### 対象の文章
· · · · · · ·

ストーリー

白州の水に寄り添い、「高付加価値化」と「国際化」をテーマに多彩な事業を展開する酒蔵への挑戦

2014年、生態系の保全と持続可能な利活用の調和を目的とした地域「南アルプスユネスコエコパーク」に登録承認された甲斐駒ヶ岳の麓にあり、世界が注目する「白州」の水を用いて日本酒づくりをしている北杜市白州町における唯一の蔵元が、代表銘柄「七賢」で知られる山梨銘醸株式会社である。1750年創業という長い歴史を持つ同社は、この地がもたらす恵みとも呼ぶべき清冽な水にこだわり、水と向き合いながら真摯に酒づくりを行ってきた。現在では、伝統を継承しながらも「高付加価値化」と「国際化」をテーマにリブランディングを実施し、世界で愛される酒づくりに方向を転換。現在、日本国内にとどまらないラグジュアリーブランドを目指して多彩な事業活動を牽引する同社の代表取締役社長であり13代目蔵元の北原対馬氏に、その想いと今後の展望をうかがった。

江戸時代から続く300年の歴史と伝統、酒づくりの継承者としての自負

同社の歴史は、江戸時代の1750年、それまで長野県の高遠にて代々酒造業を営んでいた初代蔵元・北原伊兵衛光義が、江戸へと向かう際の宿場としてたびたび訪れていた白州の水に惚れ込み、甲州街道台ヶ原の地で創業したことに始まる。1880年には、明治天皇の御巡幸に際し、北原家の母屋の奥座敷が行在所(あんざいしょ)に指定されるなど、この地の歴史と深い関わりを持つ酒蔵である。

· · · · · · ·

### データ一覧
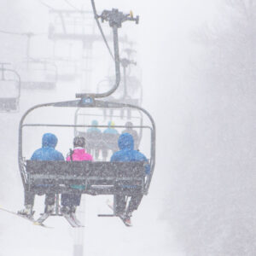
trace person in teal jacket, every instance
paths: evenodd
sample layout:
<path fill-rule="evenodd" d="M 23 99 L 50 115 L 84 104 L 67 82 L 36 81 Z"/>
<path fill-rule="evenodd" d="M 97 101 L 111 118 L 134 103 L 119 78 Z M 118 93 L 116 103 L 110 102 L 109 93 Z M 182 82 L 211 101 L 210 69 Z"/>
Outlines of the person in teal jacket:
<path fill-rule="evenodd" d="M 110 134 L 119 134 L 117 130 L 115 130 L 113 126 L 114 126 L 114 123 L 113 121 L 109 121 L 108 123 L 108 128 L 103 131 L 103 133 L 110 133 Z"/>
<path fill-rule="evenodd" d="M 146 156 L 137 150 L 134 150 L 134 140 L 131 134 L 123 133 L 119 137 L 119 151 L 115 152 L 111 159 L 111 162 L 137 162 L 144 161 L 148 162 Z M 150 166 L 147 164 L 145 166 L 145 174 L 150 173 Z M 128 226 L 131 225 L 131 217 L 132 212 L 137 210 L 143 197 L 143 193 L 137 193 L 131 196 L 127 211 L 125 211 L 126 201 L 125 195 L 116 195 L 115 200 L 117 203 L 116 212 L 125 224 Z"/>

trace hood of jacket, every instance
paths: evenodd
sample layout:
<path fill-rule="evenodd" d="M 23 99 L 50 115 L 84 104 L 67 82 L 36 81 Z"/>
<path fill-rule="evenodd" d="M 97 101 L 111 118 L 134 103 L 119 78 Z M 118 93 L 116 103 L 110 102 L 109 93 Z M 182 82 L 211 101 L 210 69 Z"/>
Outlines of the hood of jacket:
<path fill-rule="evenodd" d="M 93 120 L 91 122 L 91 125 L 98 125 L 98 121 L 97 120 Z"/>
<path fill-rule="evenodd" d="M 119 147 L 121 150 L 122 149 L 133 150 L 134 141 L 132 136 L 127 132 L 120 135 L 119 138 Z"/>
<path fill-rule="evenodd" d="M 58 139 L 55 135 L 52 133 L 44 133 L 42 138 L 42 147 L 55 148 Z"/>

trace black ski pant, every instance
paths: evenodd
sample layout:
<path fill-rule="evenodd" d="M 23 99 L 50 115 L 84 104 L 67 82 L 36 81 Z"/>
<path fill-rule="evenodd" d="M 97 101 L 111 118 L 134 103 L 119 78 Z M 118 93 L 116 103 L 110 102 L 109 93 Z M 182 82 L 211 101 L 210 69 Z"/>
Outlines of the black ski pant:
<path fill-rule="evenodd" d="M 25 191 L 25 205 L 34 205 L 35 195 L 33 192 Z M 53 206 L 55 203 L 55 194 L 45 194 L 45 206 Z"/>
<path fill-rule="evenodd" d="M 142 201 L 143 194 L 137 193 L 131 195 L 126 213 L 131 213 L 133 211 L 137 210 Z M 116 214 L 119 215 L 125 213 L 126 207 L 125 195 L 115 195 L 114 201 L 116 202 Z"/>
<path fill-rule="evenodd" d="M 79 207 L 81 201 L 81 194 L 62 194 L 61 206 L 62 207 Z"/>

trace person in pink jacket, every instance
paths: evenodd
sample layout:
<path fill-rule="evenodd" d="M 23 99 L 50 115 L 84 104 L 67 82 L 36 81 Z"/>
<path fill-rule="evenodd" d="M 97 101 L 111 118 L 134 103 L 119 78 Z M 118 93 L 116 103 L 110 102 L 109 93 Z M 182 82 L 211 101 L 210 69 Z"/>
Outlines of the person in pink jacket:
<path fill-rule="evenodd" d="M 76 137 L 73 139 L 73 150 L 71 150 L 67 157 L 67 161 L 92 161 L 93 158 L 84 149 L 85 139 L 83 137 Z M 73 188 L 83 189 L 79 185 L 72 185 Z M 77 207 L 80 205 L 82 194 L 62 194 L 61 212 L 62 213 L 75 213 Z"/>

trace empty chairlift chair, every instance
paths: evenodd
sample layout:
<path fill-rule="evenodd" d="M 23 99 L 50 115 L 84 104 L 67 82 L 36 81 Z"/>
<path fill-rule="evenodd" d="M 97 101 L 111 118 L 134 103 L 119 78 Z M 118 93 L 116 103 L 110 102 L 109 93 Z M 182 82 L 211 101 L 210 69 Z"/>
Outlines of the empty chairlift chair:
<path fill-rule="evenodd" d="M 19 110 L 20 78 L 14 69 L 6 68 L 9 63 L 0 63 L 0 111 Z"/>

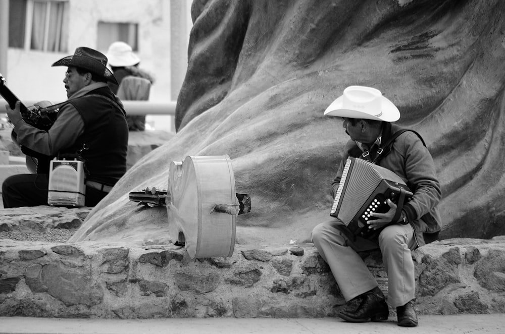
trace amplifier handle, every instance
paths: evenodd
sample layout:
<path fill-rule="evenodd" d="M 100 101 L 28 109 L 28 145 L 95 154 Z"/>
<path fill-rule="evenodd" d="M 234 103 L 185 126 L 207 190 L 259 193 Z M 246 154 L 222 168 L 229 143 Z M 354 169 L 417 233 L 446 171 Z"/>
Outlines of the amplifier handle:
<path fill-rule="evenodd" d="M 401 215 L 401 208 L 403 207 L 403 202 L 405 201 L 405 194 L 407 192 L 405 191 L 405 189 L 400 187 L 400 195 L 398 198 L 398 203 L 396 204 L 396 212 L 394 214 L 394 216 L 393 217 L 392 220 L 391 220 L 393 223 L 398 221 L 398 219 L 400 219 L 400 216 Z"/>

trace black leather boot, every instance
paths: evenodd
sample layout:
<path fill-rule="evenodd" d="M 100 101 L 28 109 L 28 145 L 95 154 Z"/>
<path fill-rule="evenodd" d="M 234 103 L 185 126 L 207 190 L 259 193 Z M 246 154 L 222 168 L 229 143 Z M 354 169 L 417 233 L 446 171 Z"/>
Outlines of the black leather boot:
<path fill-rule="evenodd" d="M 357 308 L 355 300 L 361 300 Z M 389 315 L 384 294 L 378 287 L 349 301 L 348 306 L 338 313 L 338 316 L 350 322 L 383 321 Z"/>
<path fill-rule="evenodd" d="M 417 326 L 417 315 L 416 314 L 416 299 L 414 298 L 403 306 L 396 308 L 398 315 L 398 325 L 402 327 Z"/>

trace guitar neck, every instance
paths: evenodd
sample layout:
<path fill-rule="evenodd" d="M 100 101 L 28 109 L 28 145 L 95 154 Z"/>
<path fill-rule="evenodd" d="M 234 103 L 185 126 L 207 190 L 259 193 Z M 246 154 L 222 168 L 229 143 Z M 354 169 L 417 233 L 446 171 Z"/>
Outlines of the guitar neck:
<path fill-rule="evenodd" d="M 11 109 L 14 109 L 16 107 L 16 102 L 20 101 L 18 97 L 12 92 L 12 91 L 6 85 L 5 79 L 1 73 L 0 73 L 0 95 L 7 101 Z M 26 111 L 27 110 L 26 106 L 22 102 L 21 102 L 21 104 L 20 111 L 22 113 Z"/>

· · · · · · ·

### 出題課題 1
山梨銘醸の記事に出てくる西暦の年をすべて、重複なしで挙げよ。
### 出題課題 2
山梨銘醸の記事によれば、1880年に明治天皇の御巡幸の行在所に指定されたのはどこか。
### 出題課題 3
山梨銘醸の記事を、最後の文の次から書き継げ。

### 課題の解答 1
1750年、1880年、2014年

### 課題の解答 2
北原家の母屋の奥座敷である。

### 課題の解答 3
1925年には、10代蔵元の北原庫三郎が、現在に至る「山梨銘醸株式会社」を創立。甲斐駒ヶ岳の花崗岩で濾過された超軟水である白州の天然水を使った酒づくりを積極的に推進したことで、県下最大の業績を誇る酒蔵に成長。以来、同社ならびに代表銘柄の「七賢」は、北原家代々の当主に脈々と受け継がれてきたのである。この歴史を顧みれば、北原家の長男として生を受けた現代表取締役社長であり、13代目蔵元である北原対馬氏が家業を承継するのは当然の流れ。使命ではなく宿命と言えるのかもしれない。
北原氏は現在42歳。東京の大学を卒業後、アメリカの日本酒卸会社に就職。3年間ほど西海岸と東海岸で勤務した後、家業である同社に入社。代表取締役社長に就任したのは36歳と、酒蔵の経営者としてはかなり若い年代での着任だったが、アメリカでの3年間が経営者としての礎になっているという。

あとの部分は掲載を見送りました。